> _Problem statement_
Find every line in the items below that contains the string "white" and copy each of those lines. Case counts when matching.

> _Records provided_
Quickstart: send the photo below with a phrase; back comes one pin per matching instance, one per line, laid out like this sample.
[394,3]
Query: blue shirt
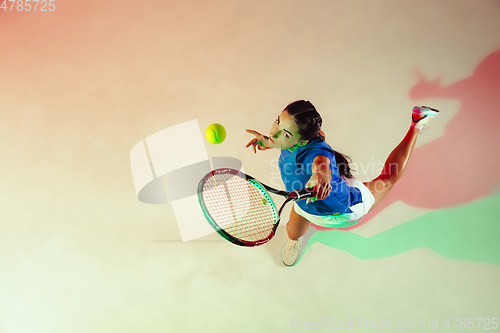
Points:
[296,169]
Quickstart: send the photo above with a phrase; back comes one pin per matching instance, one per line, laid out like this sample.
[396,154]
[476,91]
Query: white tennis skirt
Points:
[347,219]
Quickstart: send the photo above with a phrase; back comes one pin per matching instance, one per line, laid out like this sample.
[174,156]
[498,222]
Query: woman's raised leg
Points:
[396,163]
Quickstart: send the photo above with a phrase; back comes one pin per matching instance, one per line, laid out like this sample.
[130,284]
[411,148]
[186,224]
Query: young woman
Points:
[306,160]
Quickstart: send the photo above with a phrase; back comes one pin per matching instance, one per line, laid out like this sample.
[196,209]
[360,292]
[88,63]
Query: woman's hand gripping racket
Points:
[239,207]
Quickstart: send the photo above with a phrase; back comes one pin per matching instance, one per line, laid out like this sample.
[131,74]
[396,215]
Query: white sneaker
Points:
[290,252]
[421,115]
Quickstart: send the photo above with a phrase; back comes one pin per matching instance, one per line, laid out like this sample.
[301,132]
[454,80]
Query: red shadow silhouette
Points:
[464,164]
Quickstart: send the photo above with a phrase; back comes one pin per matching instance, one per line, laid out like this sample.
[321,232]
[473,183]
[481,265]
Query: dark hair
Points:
[309,122]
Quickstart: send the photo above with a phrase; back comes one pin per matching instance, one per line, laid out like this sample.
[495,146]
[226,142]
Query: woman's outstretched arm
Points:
[262,142]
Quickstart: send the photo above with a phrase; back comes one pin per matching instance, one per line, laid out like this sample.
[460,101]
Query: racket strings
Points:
[238,207]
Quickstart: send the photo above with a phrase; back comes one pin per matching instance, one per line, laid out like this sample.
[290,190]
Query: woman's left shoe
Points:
[290,251]
[421,115]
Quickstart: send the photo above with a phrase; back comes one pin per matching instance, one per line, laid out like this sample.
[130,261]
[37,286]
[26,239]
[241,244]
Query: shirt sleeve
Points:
[307,160]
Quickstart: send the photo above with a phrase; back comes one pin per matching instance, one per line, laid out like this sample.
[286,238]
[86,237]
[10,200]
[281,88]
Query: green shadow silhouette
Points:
[470,233]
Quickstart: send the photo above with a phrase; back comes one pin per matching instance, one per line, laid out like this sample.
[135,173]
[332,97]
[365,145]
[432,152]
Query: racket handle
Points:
[301,194]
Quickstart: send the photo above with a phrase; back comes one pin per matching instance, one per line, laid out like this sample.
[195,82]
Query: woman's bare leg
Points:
[394,167]
[297,225]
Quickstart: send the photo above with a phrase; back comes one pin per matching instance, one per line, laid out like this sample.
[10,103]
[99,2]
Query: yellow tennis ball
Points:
[215,133]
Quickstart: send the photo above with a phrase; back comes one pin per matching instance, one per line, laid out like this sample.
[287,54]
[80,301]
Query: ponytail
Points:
[309,121]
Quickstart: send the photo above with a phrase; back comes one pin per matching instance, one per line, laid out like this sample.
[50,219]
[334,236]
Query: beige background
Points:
[80,86]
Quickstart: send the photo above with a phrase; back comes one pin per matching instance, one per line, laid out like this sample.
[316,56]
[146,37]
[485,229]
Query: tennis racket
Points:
[239,207]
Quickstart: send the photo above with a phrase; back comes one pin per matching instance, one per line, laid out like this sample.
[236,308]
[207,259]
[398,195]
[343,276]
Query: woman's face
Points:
[285,132]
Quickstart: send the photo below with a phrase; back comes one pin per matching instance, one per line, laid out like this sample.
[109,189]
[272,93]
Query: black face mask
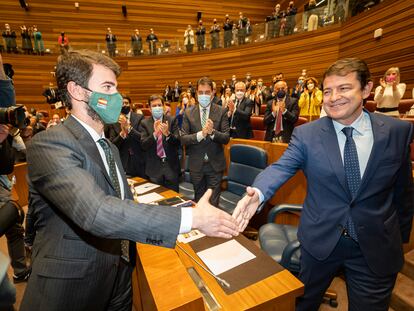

> _Complete output_
Query: white tennis skirt
Query: white sneaker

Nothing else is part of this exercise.